◆ Set task
Rewrite the part of the interview that opens with the words containing "What system would" and closes with "the statute of limitations.", putting "fractured states of America" in place of "divided states of America".

◆ Document segment
---*---

That’s very powerful.
When you teach people, “Wow, this was created by a Black person,” that’s not just by chance, that he woke up and said, “Let me tell them to make a yellow stoplight.” No, that’s an inventor. And that’s the truth. The truth that Dr. John Henrik Clarke spoke about as well. That we weren’t slaves. We didn’t bring slaves to America. And if you teach people that, that’s the same thing as saying, if you begin a people’s history with slavery, everything else looks like progress.
How do you talk to your children about your life?
My children know exactly who we are, and they know exactly what is going on. The great thing about it is that they understand we are fighting for human and civil rights. And that our lives are a reflection of that. That we are survivors.
I did have to tell the older children, especially the older boys, the types of things they had to watch out for. The “talk” that everyone talks about now, happened differently in our community and in our homes. That talk is really more about wisdom and making sure that you listen to your gut. That the universe will never steer you wrong. A lot of times you feel it, and if you listen to what the feeling is, then you’ll be able to be guided, always.
What are you focusing on, in terms of that fight for human and civil rights right now?
Right now we have a bill we are trying to get passed that would limit deceptive practices by police officers in interrogations. When you think about the basis of “law” — and I say “law” because it’s different in everyone’s minds — some people think about police officers and the law itself being there for all of us. That’s absolutely not true. That’s what the system purports itself to be, but that’s absolutely not true.
And because it’s not true, we have to see if we can protect ourselves against a law that was created for white supremacy and white male dominance, that was carried out and enforced for white supremacy and white male dominance. Right?
We’re trying to change the system, but not necessarily through acts of reformation. We don’t want reform, per se. We want abolition, ultimately, that changes the system from what it is to a system that is better, a system that is inclusive, and a system that is balanced.
What system would you like to see?
The system that is in place right now is absolutely not a system that is for all of the people. We live in the divided states of America. No matter how much people say that they are going to unite us, we really experience a divide. We really experience the margins of life.
And that’s one of the big pushes we are hoping to get passed right now. I was talking to some people the other day, and it dawned on me that one of the real interesting and important changes that we need in society is in relation to my case. Right?
What do you mean?
What I’m talking about specifically is when the real perpetrator [who raped the Central Park jogger] came forward and said that he did it, and he had proof. They knew that he did this. But he could never be charged with raping the central park jogger. Because of this thing called the statute of limitations.
Prison dynamics happen in a very interesting way. A prisoner who comes in who might be a thief who stole an old woman’s wallet and kicked her out of her wheelchair and snapped a selfie with her and runs off is more respected than a person who rapes.
Right.
If you’ve seen When They See Us and you’ve seen Part 4, as an example — Cory’s story of his horrific experience of being labeled a rapist is what prison is like for people who go to prison for rape, for the most part. And so for that crime to have a statute of limitations….
That law should not be, “Oh, you know what? After seven years, I can come out and say I raped someone,” and then they say, “Sorry, we can’t charge you.” You still did that crime, just like murder. Murder has no statute of limitations. I don’t think rape should have any as well.
Is there anything you feel you’d want to see on a federal level — or from the Biden administration — right now?
I’ve never been a person who has been a fan of administrations. Even though I know we have to vote, and we have to participate, and I think it’s important that we participate in the political process, what’s more important is us participating in our own lives. We should never give the power over to the system and say, “Oh, the system will fix this, the system will work this out.”

---*---

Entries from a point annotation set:
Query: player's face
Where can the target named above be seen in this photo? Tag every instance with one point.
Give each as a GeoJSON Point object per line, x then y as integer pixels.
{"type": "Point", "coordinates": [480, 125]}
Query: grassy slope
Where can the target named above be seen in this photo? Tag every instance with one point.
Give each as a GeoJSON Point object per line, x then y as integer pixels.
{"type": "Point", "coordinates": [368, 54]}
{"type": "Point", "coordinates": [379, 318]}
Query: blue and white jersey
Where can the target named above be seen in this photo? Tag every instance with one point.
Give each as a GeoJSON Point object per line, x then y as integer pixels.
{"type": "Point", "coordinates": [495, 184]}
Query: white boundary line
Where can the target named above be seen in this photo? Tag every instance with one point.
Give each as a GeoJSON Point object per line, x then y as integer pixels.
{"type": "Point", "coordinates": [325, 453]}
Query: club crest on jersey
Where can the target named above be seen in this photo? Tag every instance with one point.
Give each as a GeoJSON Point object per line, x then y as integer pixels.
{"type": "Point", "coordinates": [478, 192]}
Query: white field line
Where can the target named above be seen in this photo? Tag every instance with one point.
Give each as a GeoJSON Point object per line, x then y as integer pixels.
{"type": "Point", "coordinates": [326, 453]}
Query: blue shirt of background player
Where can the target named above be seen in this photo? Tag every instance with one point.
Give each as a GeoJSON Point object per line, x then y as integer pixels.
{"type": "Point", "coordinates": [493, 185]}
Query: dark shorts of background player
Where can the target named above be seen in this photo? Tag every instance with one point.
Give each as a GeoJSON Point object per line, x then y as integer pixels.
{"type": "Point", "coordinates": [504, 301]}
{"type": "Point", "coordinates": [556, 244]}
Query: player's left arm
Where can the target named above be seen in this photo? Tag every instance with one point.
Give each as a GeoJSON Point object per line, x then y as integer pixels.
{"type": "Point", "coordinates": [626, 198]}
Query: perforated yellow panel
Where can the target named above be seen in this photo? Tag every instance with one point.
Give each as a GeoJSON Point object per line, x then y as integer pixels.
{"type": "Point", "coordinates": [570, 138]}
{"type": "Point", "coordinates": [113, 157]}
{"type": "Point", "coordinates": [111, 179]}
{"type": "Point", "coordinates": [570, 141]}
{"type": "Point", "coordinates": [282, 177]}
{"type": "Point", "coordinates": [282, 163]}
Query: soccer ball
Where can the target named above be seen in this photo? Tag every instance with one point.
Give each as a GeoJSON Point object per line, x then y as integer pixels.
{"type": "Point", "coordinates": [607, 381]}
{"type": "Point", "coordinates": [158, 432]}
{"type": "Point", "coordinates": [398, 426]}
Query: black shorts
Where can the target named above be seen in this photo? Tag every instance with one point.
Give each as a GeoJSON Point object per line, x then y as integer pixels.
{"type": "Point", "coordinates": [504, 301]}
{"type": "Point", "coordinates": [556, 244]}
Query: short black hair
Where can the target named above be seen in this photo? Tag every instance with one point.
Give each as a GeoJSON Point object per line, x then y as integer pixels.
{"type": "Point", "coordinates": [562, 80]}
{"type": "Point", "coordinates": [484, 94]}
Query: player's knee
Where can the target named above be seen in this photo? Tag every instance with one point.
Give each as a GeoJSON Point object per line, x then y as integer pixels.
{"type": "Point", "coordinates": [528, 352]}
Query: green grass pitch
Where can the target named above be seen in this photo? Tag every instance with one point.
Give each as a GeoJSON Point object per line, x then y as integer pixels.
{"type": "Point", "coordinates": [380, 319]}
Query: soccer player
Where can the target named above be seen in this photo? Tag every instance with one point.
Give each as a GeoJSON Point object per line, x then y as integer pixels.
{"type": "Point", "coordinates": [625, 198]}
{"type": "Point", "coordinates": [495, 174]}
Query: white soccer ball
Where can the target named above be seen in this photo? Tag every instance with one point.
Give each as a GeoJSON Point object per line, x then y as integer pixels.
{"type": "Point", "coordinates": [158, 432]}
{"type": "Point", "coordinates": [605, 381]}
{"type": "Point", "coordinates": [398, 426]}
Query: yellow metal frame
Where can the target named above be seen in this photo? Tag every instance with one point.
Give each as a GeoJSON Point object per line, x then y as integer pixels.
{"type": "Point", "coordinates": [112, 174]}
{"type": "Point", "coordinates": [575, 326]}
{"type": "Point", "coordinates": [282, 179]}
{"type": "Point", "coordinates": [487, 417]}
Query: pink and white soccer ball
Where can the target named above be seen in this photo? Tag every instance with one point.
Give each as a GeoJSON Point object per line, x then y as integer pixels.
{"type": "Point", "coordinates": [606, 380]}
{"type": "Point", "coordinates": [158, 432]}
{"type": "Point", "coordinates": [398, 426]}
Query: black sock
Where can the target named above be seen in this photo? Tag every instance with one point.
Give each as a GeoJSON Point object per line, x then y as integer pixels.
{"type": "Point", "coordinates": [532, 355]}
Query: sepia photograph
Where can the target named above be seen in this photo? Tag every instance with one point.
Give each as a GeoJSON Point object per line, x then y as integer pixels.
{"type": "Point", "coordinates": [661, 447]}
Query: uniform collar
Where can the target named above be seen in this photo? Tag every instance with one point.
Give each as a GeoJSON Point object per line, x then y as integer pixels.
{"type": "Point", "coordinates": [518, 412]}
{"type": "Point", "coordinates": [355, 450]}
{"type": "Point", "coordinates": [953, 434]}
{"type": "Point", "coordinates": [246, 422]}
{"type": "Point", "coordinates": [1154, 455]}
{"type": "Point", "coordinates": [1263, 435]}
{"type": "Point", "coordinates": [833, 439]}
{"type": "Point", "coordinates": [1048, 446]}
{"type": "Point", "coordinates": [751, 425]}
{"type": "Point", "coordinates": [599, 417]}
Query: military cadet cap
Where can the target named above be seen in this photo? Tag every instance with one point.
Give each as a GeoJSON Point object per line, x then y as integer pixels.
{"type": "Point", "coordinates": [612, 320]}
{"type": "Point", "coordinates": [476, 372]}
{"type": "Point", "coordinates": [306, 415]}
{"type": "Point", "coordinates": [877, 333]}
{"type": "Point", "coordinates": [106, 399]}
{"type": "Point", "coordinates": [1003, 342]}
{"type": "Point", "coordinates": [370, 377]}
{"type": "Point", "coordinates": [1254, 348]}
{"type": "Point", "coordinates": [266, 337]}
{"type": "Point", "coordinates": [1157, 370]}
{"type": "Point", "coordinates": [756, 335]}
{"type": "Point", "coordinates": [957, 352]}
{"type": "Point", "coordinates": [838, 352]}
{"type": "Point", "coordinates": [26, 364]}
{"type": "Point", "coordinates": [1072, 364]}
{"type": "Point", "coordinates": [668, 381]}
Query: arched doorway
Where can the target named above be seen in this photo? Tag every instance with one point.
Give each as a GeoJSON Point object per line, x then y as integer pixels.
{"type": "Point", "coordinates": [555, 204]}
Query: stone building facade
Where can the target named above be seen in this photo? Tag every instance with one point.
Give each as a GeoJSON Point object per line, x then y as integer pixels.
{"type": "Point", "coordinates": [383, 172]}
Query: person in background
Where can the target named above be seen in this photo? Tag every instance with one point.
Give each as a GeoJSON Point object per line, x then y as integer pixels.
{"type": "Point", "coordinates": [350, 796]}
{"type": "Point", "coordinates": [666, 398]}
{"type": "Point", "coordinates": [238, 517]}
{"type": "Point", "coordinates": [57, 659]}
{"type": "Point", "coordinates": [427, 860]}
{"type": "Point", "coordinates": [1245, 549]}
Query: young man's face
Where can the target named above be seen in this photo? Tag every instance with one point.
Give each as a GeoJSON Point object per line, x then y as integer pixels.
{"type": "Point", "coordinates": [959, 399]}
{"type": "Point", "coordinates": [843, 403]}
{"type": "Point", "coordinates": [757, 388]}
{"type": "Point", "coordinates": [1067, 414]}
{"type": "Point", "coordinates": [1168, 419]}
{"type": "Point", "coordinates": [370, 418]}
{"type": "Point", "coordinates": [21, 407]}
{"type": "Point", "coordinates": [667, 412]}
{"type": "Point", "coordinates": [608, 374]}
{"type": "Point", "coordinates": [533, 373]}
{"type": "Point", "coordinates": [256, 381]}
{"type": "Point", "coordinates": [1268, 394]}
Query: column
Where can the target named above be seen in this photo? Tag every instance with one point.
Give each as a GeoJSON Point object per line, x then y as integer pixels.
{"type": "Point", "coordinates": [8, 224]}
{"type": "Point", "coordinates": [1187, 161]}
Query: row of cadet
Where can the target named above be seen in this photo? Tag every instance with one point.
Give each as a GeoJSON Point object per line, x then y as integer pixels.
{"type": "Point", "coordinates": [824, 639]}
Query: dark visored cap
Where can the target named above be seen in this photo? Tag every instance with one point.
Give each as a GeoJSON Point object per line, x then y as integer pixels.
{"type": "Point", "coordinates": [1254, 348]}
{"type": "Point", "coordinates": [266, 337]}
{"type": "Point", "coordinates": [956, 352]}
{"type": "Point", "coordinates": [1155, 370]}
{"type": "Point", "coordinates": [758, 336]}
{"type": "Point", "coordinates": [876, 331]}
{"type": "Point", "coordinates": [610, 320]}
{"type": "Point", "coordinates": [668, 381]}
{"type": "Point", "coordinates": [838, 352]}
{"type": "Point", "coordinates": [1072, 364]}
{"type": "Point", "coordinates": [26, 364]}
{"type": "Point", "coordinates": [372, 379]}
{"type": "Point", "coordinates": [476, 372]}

---*---

◆ Correct response
What system would you like to see?
The system that is in place right now is absolutely not a system that is for all of the people. We live in the fractured states of America. No matter how much people say that they are going to unite us, we really experience a divide. We really experience the margins of life.
And that’s one of the big pushes we are hoping to get passed right now. I was talking to some people the other day, and it dawned on me that one of the real interesting and important changes that we need in society is in relation to my case. Right?
What do you mean?
What I’m talking about specifically is when the real perpetrator [who raped the Central Park jogger] came forward and said that he did it, and he had proof. They knew that he did this. But he could never be charged with raping the central park jogger. Because of this thing called the statute of limitations.